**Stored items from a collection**
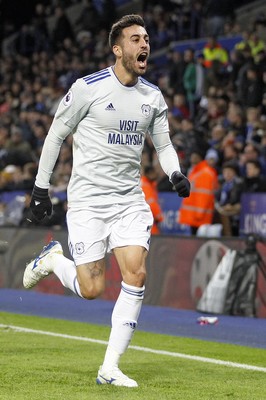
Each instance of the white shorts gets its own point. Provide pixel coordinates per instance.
(94, 231)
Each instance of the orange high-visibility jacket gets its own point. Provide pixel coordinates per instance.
(198, 208)
(151, 196)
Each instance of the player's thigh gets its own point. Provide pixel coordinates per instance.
(132, 264)
(91, 278)
(87, 235)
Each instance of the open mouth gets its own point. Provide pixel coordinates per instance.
(142, 59)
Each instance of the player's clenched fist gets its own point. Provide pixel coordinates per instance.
(40, 205)
(181, 184)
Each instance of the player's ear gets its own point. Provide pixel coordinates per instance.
(117, 50)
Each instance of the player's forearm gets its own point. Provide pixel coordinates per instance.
(50, 152)
(168, 159)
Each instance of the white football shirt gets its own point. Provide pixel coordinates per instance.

**Requirement**
Output nothing but the lines from the one containing "Each instance of the orange" through the last line of the data, exactly as they stand.

**Answer space**
Each instance of the orange high-visibility jacket gets its own point. Provide pixel coordinates per instance.
(198, 208)
(151, 196)
Each instance of the player's thigh gets its own point. Provide pixel coordinates per instance.
(132, 264)
(91, 278)
(87, 235)
Each instance of the open mouth gets its own point. Provide pixel coordinates per instance.
(142, 59)
Each instance of the player's clenched fist gets its own point. Provide pixel coordinates per instance.
(40, 205)
(181, 184)
Each instance of the player's ear gets its own point. Provide pixel coordinates per instance.
(117, 50)
Each instance of the player's forearm gets its own point. Provide pixel coordinates per instance.
(50, 152)
(168, 159)
Each instance of the white football shirt gets its own point. Provide pixel coordinates per instance.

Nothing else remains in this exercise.